**EXCERPTED RECORDS**:
_ _ _ _
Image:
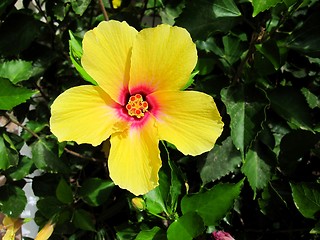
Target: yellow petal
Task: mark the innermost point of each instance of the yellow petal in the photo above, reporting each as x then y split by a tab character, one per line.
189	120
162	58
84	114
134	159
106	56
116	3
45	232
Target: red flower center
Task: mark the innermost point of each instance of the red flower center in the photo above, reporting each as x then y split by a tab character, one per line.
136	107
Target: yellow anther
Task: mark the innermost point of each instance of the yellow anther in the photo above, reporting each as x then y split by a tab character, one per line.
136	106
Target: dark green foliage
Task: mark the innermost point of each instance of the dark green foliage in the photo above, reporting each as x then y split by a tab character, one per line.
260	60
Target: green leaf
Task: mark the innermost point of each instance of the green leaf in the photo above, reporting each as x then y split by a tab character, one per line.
_ _ _ _
**INSTRUCTIONS TO FOLLOW**: Retype, exactly as written, each line from the one containing "Target: dark green foliage" through the last line of the listing above, and leave out all other lines.

**EXERCISE RESULT**:
Target: dark green foliage
Task: mark the innermost point of each instance of the dark green foliage in the photo above, reporting each as x then y split by a tab character, one per line.
260	60
Target: green leaf
Task: mark the innermost point of each instance of the green leaf in the photo above, reporting each as x then y split by a tab character, one per line.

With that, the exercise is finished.